[Dataset items]
=======
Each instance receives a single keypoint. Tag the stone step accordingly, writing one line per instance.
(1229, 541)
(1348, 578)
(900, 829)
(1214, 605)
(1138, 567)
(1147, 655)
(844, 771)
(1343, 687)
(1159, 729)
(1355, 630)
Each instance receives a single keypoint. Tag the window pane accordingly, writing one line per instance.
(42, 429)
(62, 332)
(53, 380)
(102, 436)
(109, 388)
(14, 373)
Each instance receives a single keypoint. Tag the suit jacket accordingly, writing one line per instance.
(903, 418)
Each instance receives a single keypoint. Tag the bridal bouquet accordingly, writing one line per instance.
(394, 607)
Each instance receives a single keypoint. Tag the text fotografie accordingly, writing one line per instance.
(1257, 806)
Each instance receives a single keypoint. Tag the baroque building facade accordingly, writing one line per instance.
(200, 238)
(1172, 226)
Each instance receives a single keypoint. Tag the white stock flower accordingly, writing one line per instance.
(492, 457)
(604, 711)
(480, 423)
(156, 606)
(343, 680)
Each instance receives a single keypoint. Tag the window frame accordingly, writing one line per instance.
=======
[Task prompt] Reproduce every line of the records above, word for word and in the same order.

[Exercise output]
Each instance receives a single keypoint. Tag the stone step accordingly, writing one line per instance.
(1229, 541)
(1348, 578)
(900, 829)
(1214, 605)
(1138, 567)
(1147, 655)
(844, 771)
(1343, 687)
(1159, 729)
(1355, 630)
Each instance receives a single keypoint. Tag the window pane accordingly, writing one line per instance.
(42, 429)
(62, 332)
(53, 380)
(102, 436)
(109, 388)
(14, 373)
Each instance receives a single keypoint. Tag the suit jacket accordingly, writing one line per instance.
(903, 418)
Each instance receives a single keypoint. Tag the bridal bouquet accordingly, writing one line per instance.
(394, 607)
Each instance receives a single keypoint. Tag the text fotografie accordingly, writing one line per instance.
(1257, 806)
Each instance receives a single keypoint. Tag the baroque building facade accordingly, writing one line per instance.
(200, 238)
(1172, 226)
Each instance receives a single keypoint. Tag the white stock flower accordingly, writing one line per instance.
(492, 457)
(604, 711)
(480, 423)
(156, 606)
(343, 680)
Each instance receives a single keypoint. Tag the window frame accordingly, writing one line per instance.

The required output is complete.